== TEXTO DEL EJERCICIO ==
Espléndida sátira sobre algunas fatuidades del Séptimo Arte en un clásico botón de muestra que las combate.

Título original: Competencia oficial

Año: 2021

Duración: 114 min.

País: España

Dirección: Gastón Duprat, Mariano Cohn

Guion: Gastón Duprat, Mariano Cohn, Andrés Duprat

Fotografía: Arnau Valls Colomer

Reparto: Antonio Banderas, Penélope Cruz, Oscar Martínez, Irene Escolar, José Luis Gómez, Manolo Solo, Nagore Aranburu, Pilar Castro, Juan Grandinetti, Koldo Olabarri, Melina Matthews, Ken Appledorn, Karina Kolokolchykova, Daniel Chamorro, Stephanie Figueira, Xana del Mar.

 

         Conociendo al dúo Duprat-Cohn, por haber disfrutado de lo lindo con  su antepenúltima  película, El ciudadano ilustre, o penúltima de ambos, porque la anterior a esta,4X4, la dirigió Mariano Cohn en solitario, me imaginaba que la vería con agrado. La presencia de Cruz y Banderas, no obstante, me echaba un poco para atrás, porque rara vez los he visto actuar  con la calidad que de ellos se pregona. Me anticipo a decir que en esta, sin embargo, y acaso porque sea la película una hija de ambos, más  de José Luis Gómez y de Oscar Martínez, que la han producido, han echado, literalmente, «el resto»; quizás porque al tratarse de una sátira sobre actores, directores y el mundo del cine en general, han sabido autoparodiarse y parodiar a otros con mucho sentido del humor, con mucha perspicacia crítica y, sobre todo, con mucha «verdad», sin la cual, a pesar de su muy disparatado guion, no funcionaría en absoluto; esa «verdad» que la leonina directora exige de sus dos actores, los mejores del país, enfrentados por sus papeles y por sus egos descomunales, para sacar adelante uno de los más raros encargos que le hayan han hecho: adaptar una novela de un Premio Nobel para hacer «la mejor película», por la que se recuerde eternamente a su productor, quien quedaría «inmortalizado» al asociar su nombre con ella. El productor, José Luis Gómez, un riquísimo empresario farmacéutico, habla con su secretario —un Manolo Solo en breve pero inmensa contribución, como es habitual en él—  de los modos posibles de pasar a la posteridad, para ser recordado por la gente, que ahora solo lo ve como un podrido rico, a pesar de sus fundaciones, etc. Dos proyectos se barajan: construir un puente que lleve su nombre y producir una película con los artistas más destacados del país. Oírle a Penélope Cruz contarle al empresario el argumento de la obra —que él no ha leído: «No soy una persona muy lectora…»— y pensar automáticamente en esos enrevesados argumentos melodramáticos y casasecanos que se le ocurren a Almodóvar, es todo uno. Con todo, en modo alguno parodia Cruz, como directora, al manchego, aunque algo hay de su mundo en parte de la puesta en escena.
===
== DATOS REGISTRADOS ==
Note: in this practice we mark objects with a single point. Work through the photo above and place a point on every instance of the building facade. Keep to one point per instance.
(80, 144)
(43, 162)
===
• ENUNCIADO DEL PROBLEMA: Según la reseña, ¿qué dos proyectos baraja el empresario farmacéutico para pasar a la posteridad? Los datos no guardan relación con la reseña.

• PROBLEMA RESUELTO: Construir un puente que lleve su nombre y producir una película con los artistas más destacados del país.